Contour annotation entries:
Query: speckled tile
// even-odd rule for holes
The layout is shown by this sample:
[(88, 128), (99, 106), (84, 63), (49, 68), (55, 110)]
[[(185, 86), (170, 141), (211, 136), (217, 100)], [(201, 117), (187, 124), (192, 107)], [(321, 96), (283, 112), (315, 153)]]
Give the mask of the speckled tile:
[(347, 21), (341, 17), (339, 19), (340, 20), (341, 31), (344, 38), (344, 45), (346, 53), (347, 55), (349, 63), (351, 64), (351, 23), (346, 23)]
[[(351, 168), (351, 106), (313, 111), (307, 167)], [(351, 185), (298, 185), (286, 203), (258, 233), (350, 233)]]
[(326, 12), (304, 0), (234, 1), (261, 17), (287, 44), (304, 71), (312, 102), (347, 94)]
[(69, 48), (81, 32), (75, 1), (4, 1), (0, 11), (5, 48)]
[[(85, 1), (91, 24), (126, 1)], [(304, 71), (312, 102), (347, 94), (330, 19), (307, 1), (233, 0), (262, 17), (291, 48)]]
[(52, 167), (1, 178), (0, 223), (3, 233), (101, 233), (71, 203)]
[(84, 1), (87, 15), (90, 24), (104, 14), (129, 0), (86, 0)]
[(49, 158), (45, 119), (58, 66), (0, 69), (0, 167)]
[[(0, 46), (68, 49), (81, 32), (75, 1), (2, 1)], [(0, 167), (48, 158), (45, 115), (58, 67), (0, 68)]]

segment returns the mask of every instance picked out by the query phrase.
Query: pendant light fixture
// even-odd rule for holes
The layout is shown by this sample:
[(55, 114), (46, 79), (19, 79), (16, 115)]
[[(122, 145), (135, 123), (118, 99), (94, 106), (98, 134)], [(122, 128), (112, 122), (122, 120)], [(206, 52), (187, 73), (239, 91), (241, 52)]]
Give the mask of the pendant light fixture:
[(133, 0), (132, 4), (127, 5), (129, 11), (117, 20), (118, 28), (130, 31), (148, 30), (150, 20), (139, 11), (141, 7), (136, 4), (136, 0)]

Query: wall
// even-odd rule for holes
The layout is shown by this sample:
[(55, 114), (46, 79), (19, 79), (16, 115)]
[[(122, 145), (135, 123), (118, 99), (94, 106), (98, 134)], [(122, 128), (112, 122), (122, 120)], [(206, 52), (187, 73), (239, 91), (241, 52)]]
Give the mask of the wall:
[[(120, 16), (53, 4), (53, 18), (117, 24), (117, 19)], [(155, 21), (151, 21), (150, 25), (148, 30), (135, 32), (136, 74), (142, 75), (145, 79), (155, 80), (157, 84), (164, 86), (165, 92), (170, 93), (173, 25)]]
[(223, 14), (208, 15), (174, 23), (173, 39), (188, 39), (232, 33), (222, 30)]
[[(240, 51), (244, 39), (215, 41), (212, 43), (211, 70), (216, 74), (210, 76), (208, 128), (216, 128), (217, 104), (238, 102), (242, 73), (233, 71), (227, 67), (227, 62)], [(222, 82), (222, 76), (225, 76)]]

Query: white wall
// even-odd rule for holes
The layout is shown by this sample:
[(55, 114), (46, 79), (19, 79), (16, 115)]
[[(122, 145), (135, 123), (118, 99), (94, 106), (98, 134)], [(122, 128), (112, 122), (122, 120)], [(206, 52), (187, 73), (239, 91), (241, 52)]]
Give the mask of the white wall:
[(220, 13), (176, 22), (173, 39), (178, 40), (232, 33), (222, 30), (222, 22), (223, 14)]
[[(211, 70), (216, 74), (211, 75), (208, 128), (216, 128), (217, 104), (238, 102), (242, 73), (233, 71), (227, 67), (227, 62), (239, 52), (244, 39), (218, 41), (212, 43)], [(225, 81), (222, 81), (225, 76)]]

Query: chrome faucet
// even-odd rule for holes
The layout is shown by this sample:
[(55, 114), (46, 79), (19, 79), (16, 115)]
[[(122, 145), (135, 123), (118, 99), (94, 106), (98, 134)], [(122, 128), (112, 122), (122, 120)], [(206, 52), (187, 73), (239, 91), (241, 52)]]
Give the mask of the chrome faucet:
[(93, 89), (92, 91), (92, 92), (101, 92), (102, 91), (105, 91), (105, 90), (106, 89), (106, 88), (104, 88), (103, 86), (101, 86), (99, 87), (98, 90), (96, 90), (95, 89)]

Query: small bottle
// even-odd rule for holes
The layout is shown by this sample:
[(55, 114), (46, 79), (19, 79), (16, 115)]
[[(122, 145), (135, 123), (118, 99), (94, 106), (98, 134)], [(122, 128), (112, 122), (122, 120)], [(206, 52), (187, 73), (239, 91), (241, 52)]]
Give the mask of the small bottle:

WHAT IS REQUIRED:
Copy every one of the entries above line for line, with no changes.

ANSWER TO THE EXERCISE:
Query: speckled tile
// even-odd rule for holes
The layout is shown by this sample:
[(88, 128), (99, 106), (84, 63), (49, 68), (55, 110)]
[[(185, 86), (170, 141), (211, 136), (217, 100)], [(201, 117), (187, 124), (192, 107)], [(321, 96), (283, 112), (315, 153)]]
Give the mask of the speckled tile:
[(347, 21), (341, 17), (339, 19), (340, 20), (341, 31), (344, 38), (344, 45), (346, 53), (347, 55), (349, 63), (351, 64), (351, 23), (346, 23)]
[[(351, 168), (351, 106), (313, 111), (307, 167)], [(351, 185), (298, 185), (286, 203), (258, 233), (350, 233)]]
[(326, 12), (304, 0), (234, 1), (261, 17), (287, 44), (304, 71), (312, 102), (347, 94)]
[(69, 48), (81, 32), (75, 1), (4, 1), (0, 11), (5, 48)]
[[(85, 1), (91, 24), (126, 1)], [(304, 71), (312, 102), (347, 94), (330, 19), (307, 1), (233, 0), (262, 17), (291, 48)]]
[(52, 167), (1, 178), (0, 223), (3, 233), (101, 233), (71, 203)]
[(84, 1), (87, 15), (90, 24), (104, 14), (129, 0), (86, 0)]
[(49, 158), (45, 119), (58, 66), (0, 69), (0, 167)]
[[(0, 46), (68, 49), (81, 32), (75, 1), (2, 1)], [(0, 167), (48, 158), (45, 115), (58, 67), (0, 68)]]

segment returns the mask of every instance picked out by the query phrase.
Query: pendant light fixture
// even-odd rule for holes
The layout is shown by this sample:
[(55, 114), (46, 79), (19, 79), (16, 115)]
[[(122, 145), (135, 123), (118, 99), (94, 106), (98, 134)], [(122, 128), (112, 122), (122, 120)], [(206, 52), (187, 73), (239, 91), (241, 52)]]
Give the mask of the pendant light fixture:
[(133, 0), (132, 4), (127, 5), (129, 11), (117, 20), (118, 28), (130, 31), (148, 30), (150, 20), (139, 11), (141, 7), (136, 4), (136, 0)]

Query: wall
// even-odd rule for holes
The layout is shown by this sample:
[(55, 114), (46, 79), (19, 79), (16, 115)]
[[(122, 145), (135, 123), (118, 99), (94, 106), (98, 134)], [(122, 128), (112, 122), (122, 120)], [(206, 52), (187, 73), (239, 91), (241, 52)]]
Give the mask of the wall:
[[(120, 16), (53, 4), (53, 18), (117, 24), (117, 19)], [(155, 21), (151, 21), (150, 25), (148, 30), (135, 32), (136, 74), (142, 75), (145, 79), (155, 80), (157, 84), (164, 86), (165, 92), (170, 93), (173, 25)]]
[(223, 14), (208, 15), (174, 23), (173, 39), (188, 39), (232, 33), (222, 30)]
[[(240, 51), (244, 39), (215, 41), (212, 43), (211, 70), (216, 74), (210, 76), (208, 128), (216, 128), (217, 104), (238, 102), (242, 73), (233, 71), (227, 67), (227, 62)], [(222, 82), (222, 76), (225, 76)]]

Query: white wall
// even-odd rule for holes
The layout is shown by this sample:
[(55, 114), (46, 79), (19, 79), (16, 115)]
[[(122, 145), (135, 123), (118, 99), (94, 106), (98, 134)], [(122, 128), (112, 122), (122, 120)], [(206, 52), (187, 73), (239, 91), (241, 52)]]
Give the mask of the white wall:
[(220, 13), (176, 22), (173, 39), (178, 40), (232, 33), (222, 30), (222, 22), (223, 14)]
[[(211, 70), (216, 74), (211, 75), (208, 128), (216, 128), (217, 104), (238, 102), (242, 73), (233, 71), (227, 67), (227, 62), (239, 52), (244, 39), (218, 41), (212, 43)], [(225, 81), (222, 81), (225, 76)]]

Query: chrome faucet
// even-odd rule for holes
The layout is shown by this sample:
[(55, 114), (46, 79), (19, 79), (16, 115)]
[[(122, 145), (135, 123), (118, 99), (94, 106), (98, 134)], [(122, 128), (112, 122), (122, 120)], [(206, 52), (187, 73), (239, 91), (241, 52)]]
Give the mask of the chrome faucet:
[(93, 89), (92, 91), (92, 92), (101, 92), (102, 91), (105, 91), (105, 90), (106, 89), (106, 88), (104, 88), (103, 86), (101, 86), (99, 87), (98, 90), (96, 90), (95, 89)]

Query: small bottle
// even-odd rule for holes
The layout is shown by this sample:
[(55, 114), (46, 79), (19, 79), (16, 115)]
[[(122, 145), (135, 123), (118, 99), (94, 106), (98, 134)], [(122, 128), (112, 122), (122, 120)], [(206, 52), (187, 73), (239, 91), (241, 52)]]
Give the mask of the small bottle:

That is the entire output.